_Extrait à lire_
· · ·

Décédé cette semaine, à l’âge de 86 ans, Elgin Baylor est considéré comme l’un des meilleurs joueurs de tous les temps, mais aussi l’un des plus sous-estimés de l’histoire. Il faut dire que son absence de titre de champion (malgré 8 participations aux Finals, dont un record à 61 points qui tient toujours !) fait tâche sur son CV bien fourni et lui vaut, aujourd’hui encore, cette étiquette de « loser magnifique ».
Comble de l’ironie, ou plutôt de la malédiction, les Lakers ont décroché le trophée Larry O’Brien quelques mois seulement après l’annonce de la retraite de l’homme aux 11 sélections au All-Star Game, en 1972. Avec Wilt Chamberlain et Jerry West comme principales têtes d’affiche de la franchise californienne, dominatrice tout au long de cet exercice 1971/72.
Coéquipier de longue date d’Elgin Baylor, puisqu’ils ont partagé ensemble 12 saisons et plus de 800 matchs chez les « Purple & Gold », Jerry West était forcément l’un des mieux placés pour rendre hommage à celui que l’on surnommait « Elg » ou encore « Rabbit ».

· · ·

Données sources

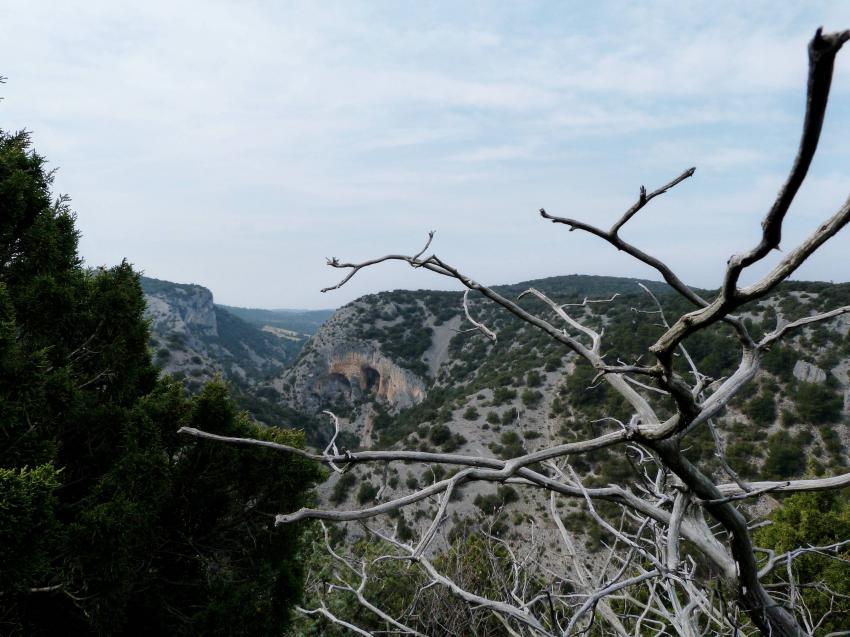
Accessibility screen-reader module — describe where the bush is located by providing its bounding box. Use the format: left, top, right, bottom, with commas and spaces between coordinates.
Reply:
357, 480, 378, 504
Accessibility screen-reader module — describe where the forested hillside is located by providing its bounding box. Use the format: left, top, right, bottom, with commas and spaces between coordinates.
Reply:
0, 131, 320, 637
277, 275, 850, 547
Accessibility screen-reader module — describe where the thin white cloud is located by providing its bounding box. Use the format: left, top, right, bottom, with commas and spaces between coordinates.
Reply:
0, 0, 850, 306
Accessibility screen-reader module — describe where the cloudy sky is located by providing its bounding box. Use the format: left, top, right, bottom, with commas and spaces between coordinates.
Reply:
0, 0, 850, 308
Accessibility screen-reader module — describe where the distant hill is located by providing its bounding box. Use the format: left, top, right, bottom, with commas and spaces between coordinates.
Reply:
274, 275, 850, 535
219, 305, 334, 336
141, 277, 329, 437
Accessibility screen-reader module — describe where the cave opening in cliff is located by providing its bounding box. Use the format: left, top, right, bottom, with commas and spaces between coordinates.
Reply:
360, 365, 381, 391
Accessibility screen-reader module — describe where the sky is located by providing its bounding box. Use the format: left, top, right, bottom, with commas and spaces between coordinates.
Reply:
0, 0, 850, 308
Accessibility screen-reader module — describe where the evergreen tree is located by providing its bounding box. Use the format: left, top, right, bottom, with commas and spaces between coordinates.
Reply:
0, 126, 319, 635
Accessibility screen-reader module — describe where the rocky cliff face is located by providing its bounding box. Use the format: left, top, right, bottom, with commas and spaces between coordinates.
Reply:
145, 284, 218, 337
275, 277, 850, 556
276, 302, 427, 419
142, 277, 303, 390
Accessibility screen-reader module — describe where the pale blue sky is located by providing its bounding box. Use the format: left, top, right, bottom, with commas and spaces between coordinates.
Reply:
0, 0, 850, 307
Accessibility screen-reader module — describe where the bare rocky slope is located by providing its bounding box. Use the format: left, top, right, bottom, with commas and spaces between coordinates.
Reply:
141, 277, 331, 442
274, 275, 850, 548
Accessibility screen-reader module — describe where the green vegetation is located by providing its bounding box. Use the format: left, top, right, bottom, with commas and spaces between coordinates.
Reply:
755, 491, 850, 635
0, 132, 320, 636
214, 302, 334, 336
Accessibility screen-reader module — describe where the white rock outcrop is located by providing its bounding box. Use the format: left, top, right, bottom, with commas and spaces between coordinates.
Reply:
794, 361, 826, 383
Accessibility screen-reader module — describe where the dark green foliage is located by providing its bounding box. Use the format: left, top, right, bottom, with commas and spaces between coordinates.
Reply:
763, 429, 806, 480
0, 132, 319, 636
755, 491, 850, 635
761, 345, 800, 382
212, 302, 334, 335
743, 392, 776, 425
794, 382, 844, 425
331, 471, 357, 504
525, 369, 543, 387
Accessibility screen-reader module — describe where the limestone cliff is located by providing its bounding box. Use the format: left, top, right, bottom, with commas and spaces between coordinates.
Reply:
277, 303, 427, 412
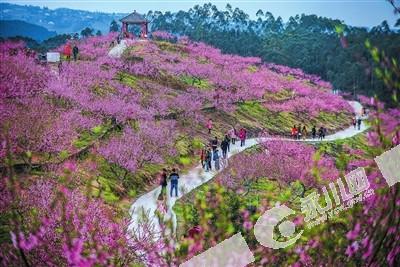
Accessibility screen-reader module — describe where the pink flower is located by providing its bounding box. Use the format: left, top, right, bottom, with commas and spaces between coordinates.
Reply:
346, 223, 361, 240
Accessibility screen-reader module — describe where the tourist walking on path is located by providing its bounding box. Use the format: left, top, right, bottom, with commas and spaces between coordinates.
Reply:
213, 149, 219, 171
311, 125, 317, 139
228, 127, 237, 145
160, 169, 168, 198
63, 43, 72, 61
72, 45, 79, 61
301, 125, 307, 140
211, 137, 218, 151
200, 146, 207, 169
225, 134, 231, 152
318, 126, 324, 141
297, 124, 301, 140
169, 168, 179, 197
239, 128, 247, 146
221, 138, 229, 159
206, 147, 212, 172
291, 125, 297, 139
207, 119, 212, 134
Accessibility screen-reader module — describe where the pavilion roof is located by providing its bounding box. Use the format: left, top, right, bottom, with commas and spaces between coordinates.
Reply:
120, 10, 148, 23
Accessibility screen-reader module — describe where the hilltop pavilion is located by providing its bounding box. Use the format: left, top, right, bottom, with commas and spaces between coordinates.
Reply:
120, 10, 149, 38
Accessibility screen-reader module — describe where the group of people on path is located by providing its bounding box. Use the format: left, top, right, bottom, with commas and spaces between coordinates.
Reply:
200, 119, 247, 172
353, 116, 362, 130
291, 124, 326, 140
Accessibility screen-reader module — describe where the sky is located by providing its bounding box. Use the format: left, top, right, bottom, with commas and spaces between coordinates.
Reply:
0, 0, 400, 27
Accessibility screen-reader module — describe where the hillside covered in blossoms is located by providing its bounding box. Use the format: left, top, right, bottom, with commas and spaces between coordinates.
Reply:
0, 29, 400, 266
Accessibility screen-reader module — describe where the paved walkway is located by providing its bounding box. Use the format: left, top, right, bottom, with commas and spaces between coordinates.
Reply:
128, 101, 368, 237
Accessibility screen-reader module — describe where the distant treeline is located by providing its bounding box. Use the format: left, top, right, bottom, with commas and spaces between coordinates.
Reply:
147, 4, 400, 103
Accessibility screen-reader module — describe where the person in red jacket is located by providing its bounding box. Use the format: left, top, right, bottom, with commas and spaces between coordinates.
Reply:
63, 43, 72, 61
239, 128, 247, 146
291, 125, 297, 139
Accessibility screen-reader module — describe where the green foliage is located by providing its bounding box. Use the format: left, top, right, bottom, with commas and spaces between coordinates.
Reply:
152, 4, 400, 103
58, 150, 69, 160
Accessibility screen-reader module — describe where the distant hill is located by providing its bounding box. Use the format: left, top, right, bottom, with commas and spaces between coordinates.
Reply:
0, 20, 57, 42
0, 3, 126, 34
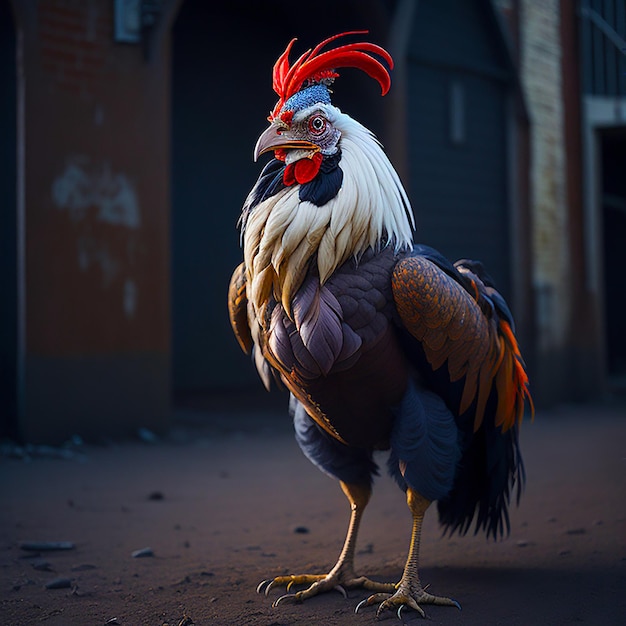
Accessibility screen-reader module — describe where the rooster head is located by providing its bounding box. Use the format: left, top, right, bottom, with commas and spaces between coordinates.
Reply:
254, 31, 393, 186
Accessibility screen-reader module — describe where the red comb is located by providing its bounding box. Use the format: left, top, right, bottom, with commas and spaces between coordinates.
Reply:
271, 30, 393, 117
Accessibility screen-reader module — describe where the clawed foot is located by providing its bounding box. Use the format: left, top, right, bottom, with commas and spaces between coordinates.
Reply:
355, 585, 461, 619
257, 571, 396, 606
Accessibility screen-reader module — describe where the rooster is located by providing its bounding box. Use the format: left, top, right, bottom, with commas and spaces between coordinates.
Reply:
229, 31, 532, 617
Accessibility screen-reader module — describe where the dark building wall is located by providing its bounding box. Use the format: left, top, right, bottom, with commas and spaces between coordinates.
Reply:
407, 0, 513, 300
0, 0, 17, 437
16, 0, 169, 440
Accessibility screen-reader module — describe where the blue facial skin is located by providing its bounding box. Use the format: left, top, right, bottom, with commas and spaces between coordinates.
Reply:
280, 83, 330, 113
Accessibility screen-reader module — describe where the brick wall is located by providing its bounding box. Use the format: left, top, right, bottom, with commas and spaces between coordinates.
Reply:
520, 0, 569, 352
15, 0, 170, 441
37, 0, 108, 98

· · ·

_Objectif 1_
Recopiez le passage de l'article sur Elgin Baylor qui va de « Comble de l’ironie, ou » jusqu'à « cet exercice 1971/72. » inclus, en remplaçant « Lakers » par « Los Angeles Lakers ».
_Objectif 2_
D'après l'article sur Elgin Baylor, combien de saisons Jerry West et lui ont-ils passées ensemble chez les « Purple & Gold » ?
Le matériel source n'a aucun rôle à jouer ici.

_Résultat attendu 1_
Comble de l’ironie, ou plutôt de la malédiction, les Los Angeles Lakers ont décroché le trophée Larry O’Brien quelques mois seulement après l’annonce de la retraite de l’homme aux 11 sélections au All-Star Game, en 1972. Avec Wilt Chamberlain et Jerry West comme principales têtes d’affiche de la franchise californienne, dominatrice tout au long de cet exercice 1971/72.

_Résultat attendu 2_
12 saisons, pour plus de 800 matchs.